■ **Vorgegebener Text**
- - -

Ich beginne mit dem BGH, Beschl. v. 24.03.2021 – 4 StR 416/20. Das LG hatte den Angeklagten u.a. wegen vorsätzlichen Fahrens ohne Fahrerlaubnis (§ 21 StVG) in zwei Fällen, davon in einem Fall u.a. in Tateinheit mit Beihilfe zum unerlaubten Entfernen vom Unfallort zu einer Freiheitsstrafe verurteilt und eine Sperrfrist angeordnet. Dagegen hat sich der Angeklagte mit der Revision gewandt, die hinsichtlich der Sperrfrist Erfolg hatt:

„2. Die Anordnung der isolierten Sperrfrist für die Erteilung einer Fahrerlaubnis nach § 69a Abs. 1 Satz 3 StGB kann ebenfalls nicht bestehen bleiben. Das Landgericht hat die Ungeeignetheit des Angeklagten zum Führen von Kraftfahrzeugen maßgeblich auf die Regelvermutung des § 69 Abs. 2 Nr. 3 StGB beim unerlaubten Entfernen vom Unfallort gestützt. Das begegnet durchgreifenden rechtlichen Bedenken, weil die Regelvermutung nur für Täter gilt.

a) Die Anordnung einer isolierten Sperrfrist kommt in Betracht, wenn der Täter keine Fahrerlaubnis hat ( § 69a Abs. 1 Satz 3 StGB ). Voraussetzung ist, dass der Täter wegen einer rechtswidrigen Tat, die er bei oder im Zusammenhang mit dem Führen eines Kraftfahrzeugs oder unter Verletzung der Pflichten eines Kraftfahrzeugführers begangen hat, verurteilt oder wegen Schuldunfähigkeit nicht verurteilt wird und sich aus der Tat ergibt, dass er zum Führen von Kraftfahrzeugen ungeeignet ist ( § 69 Abs. 1 Satz 1 StGB ). Nach der Rechtsprechung kann die Maßregel zwar gegen einen Teilnehmer angeordnet werden (vgl. bereits BGH, Urteil vom 29. Mai 1957 – 2 StR 195/57 , BGHSt 10, 333 [zu § 42m aF]). Bei Beteiligung mehrerer an der mit Strafe bedrohten Handlung kann ein Teilnehmer diese selbst dann im Zusammenhang mit der Führung eines Kraftfahrzeugs begangen haben, wenn er es nicht eigenhändig gelenkt hat (vgl. BGH, Urteile vom 29. Mai 1957 – 2 StR 195/57 , BGHSt 10, 333 ; vom 5. Juli 1978 – 2 StR 122/78 ; Beschlüsse vom 17. Februar 2004 – 4 StR 585/03 , NStZ 2004, 617; vom 9. Oktober 2003 – 3 StR 322/03 , NStZ-RR 2004, 57; Kinzig in Schönke/Schröder, StGB, 30. Aufl., § 69 Rn. 16 mwN).

- - -

■ **Arbeitsauftrag A**
Beantworte die folgenden Fragen zum Text.
(i) Welches Aktenzeichen hat der BGH-Beschluss vom 24.03.2021?
(ii) Auf welche Regelvermutung hat das Landgericht die Ungeeignetheit des Angeklagten zum Führen von Kraftfahrzeugen maßgeblich gestützt?
(iii) Welche Auflage des Kommentars von Schönke/Schröder wird zitiert?
■ **Arbeitsauftrag B**
Nenne jedes Aktenzeichen einer BGH-Entscheidung, das im Text vorkommt, und führe jedes nur einmal auf.
Die nachstehenden Einträge stehen in keinem Zusammenhang mit dem Text.

■ **Bereitgestelltes Material**

- - -

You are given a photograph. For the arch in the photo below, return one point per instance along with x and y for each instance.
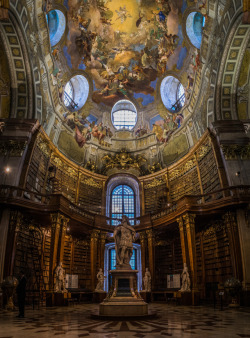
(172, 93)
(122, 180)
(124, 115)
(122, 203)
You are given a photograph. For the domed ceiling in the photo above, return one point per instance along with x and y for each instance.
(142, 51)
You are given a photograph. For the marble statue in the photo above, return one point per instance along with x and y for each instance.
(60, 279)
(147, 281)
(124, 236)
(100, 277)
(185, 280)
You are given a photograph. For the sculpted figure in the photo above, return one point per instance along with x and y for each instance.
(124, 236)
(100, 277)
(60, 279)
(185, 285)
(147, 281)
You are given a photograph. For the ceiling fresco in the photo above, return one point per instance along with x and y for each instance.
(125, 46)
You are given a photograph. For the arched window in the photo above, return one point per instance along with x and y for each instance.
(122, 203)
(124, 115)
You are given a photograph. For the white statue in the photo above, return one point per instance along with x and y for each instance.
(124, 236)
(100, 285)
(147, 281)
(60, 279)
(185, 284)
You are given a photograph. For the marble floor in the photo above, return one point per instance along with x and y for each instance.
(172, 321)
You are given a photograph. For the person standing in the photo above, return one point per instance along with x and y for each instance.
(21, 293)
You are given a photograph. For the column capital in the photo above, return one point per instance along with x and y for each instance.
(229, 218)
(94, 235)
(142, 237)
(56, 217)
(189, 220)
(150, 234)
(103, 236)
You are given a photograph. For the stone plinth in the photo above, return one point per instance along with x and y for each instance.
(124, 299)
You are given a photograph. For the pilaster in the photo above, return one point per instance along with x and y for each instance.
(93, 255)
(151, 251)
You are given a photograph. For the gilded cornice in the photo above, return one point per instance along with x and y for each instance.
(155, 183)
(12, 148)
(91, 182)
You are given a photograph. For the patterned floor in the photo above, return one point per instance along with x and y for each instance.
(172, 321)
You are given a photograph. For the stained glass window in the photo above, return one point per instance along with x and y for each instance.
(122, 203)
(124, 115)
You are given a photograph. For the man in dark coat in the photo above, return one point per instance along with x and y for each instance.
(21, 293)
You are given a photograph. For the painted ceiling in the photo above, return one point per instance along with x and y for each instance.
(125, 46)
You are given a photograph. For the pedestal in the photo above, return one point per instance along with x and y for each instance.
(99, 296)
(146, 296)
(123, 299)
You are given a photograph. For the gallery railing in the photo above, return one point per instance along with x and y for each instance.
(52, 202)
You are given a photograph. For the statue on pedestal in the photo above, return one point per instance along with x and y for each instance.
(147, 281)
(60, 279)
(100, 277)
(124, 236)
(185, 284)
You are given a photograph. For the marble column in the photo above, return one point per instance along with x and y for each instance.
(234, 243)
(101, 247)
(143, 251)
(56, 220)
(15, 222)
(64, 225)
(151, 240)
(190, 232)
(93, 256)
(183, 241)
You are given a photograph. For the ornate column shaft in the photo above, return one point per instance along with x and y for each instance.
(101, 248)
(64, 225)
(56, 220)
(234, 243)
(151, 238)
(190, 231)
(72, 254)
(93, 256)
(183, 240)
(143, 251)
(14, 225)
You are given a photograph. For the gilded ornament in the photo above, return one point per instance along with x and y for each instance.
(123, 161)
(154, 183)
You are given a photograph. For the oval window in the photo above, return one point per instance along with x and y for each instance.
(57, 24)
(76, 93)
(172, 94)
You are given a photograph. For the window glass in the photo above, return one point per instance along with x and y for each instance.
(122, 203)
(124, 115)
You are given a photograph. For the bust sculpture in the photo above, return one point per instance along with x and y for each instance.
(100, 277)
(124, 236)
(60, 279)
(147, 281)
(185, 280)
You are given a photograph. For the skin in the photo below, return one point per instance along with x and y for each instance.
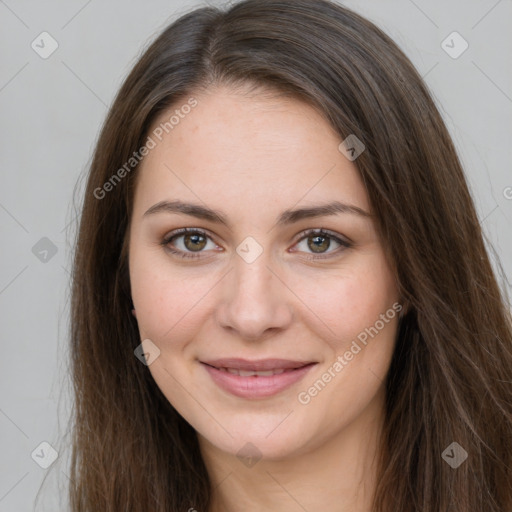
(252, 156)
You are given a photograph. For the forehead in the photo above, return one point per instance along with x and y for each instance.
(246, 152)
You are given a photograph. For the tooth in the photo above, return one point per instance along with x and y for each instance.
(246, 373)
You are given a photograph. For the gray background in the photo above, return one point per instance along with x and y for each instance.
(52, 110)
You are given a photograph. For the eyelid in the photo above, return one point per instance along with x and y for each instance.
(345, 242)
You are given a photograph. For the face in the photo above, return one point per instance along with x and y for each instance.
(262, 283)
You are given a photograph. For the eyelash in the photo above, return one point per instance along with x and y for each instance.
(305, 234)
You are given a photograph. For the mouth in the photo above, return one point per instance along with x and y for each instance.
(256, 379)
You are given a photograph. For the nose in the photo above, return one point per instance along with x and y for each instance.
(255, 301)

- - -

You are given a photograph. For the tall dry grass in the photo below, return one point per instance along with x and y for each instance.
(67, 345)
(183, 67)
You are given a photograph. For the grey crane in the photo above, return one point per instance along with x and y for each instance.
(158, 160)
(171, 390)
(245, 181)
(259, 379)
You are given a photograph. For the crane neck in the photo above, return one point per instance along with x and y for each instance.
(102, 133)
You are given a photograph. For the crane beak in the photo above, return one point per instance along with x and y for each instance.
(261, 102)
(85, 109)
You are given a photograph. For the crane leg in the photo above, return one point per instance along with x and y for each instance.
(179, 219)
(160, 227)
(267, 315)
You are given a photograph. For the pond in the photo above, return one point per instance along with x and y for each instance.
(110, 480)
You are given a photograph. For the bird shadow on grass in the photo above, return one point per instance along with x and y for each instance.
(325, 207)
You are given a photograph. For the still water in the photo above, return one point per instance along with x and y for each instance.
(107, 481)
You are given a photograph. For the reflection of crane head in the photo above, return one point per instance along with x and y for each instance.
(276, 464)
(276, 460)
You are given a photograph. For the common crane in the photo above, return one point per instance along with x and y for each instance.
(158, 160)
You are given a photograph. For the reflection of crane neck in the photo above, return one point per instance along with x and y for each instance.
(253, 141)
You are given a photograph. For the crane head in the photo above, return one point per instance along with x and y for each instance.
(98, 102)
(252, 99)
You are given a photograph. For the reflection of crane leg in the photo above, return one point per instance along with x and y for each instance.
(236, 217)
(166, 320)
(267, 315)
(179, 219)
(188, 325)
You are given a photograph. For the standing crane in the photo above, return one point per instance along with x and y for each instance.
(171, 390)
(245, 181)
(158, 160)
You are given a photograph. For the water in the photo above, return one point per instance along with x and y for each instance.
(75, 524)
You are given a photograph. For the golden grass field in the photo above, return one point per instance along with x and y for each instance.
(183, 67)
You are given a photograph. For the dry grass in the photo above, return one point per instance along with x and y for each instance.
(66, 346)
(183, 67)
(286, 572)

- - -

■ **Lösung A**
(i) 4 StR 416/20
(ii) Auf die Regelvermutung des § 69 Abs. 2 Nr. 3 StGB beim unerlaubten Entfernen vom Unfallort
(iii) Die 30. Auflage

■ **Lösung B**
- 4 StR 416/20
- 2 StR 195/57
- 2 StR 122/78
- 4 StR 585/03
- 3 StR 322/03